| Objective |
Return each line in the data below that contains the string "shrub".

>> Start Exercise input

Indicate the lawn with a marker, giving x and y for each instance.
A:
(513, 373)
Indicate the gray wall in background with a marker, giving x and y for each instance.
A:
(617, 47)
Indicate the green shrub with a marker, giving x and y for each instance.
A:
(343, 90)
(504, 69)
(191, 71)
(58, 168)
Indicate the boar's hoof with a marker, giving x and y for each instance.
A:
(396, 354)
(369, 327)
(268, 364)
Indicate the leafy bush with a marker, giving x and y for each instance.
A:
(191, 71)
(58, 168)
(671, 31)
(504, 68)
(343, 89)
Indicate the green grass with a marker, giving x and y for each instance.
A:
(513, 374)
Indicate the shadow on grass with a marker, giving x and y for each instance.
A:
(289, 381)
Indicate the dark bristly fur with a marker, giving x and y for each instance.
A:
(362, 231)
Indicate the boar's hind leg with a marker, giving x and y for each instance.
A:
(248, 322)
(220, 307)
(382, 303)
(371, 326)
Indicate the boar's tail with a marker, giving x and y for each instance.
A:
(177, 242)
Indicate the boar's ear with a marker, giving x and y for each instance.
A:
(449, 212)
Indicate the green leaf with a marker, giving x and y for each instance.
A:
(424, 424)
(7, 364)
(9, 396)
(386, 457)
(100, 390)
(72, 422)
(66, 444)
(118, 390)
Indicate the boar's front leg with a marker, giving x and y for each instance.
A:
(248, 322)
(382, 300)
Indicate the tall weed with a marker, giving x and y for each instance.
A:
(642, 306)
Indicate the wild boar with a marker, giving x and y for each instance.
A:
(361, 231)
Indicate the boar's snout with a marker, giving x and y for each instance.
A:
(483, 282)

>> End Exercise input
>> Start Exercise input

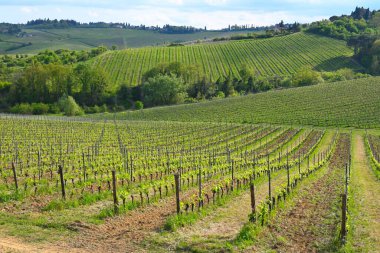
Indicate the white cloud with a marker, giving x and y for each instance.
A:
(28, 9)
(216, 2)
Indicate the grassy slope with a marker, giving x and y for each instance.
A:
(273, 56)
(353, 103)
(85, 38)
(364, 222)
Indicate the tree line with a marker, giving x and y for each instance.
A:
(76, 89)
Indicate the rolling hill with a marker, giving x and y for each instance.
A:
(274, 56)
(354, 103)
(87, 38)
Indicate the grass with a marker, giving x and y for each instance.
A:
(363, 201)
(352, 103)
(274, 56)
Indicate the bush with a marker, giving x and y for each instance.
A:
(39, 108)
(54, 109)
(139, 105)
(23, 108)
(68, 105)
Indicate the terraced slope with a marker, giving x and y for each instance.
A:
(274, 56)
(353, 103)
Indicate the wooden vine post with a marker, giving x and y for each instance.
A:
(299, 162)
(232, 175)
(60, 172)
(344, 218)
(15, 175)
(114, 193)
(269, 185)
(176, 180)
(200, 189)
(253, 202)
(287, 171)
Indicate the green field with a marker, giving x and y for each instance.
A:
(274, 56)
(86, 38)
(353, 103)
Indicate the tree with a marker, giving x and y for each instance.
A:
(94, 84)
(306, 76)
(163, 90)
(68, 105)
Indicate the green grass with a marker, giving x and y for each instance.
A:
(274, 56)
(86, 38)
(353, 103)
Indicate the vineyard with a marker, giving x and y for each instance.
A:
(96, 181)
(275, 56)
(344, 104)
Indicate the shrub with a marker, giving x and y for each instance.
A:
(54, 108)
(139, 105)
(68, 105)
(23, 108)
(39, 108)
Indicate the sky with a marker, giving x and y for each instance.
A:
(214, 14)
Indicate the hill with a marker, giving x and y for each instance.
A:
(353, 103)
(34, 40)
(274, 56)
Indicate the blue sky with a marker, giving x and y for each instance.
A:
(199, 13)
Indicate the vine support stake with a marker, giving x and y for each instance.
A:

>> End Exercise input

| Written response |
Indicate the green shrub with a marker, giving x and y for each instance.
Indicate the shrub with a marker, giving x and y for each instance.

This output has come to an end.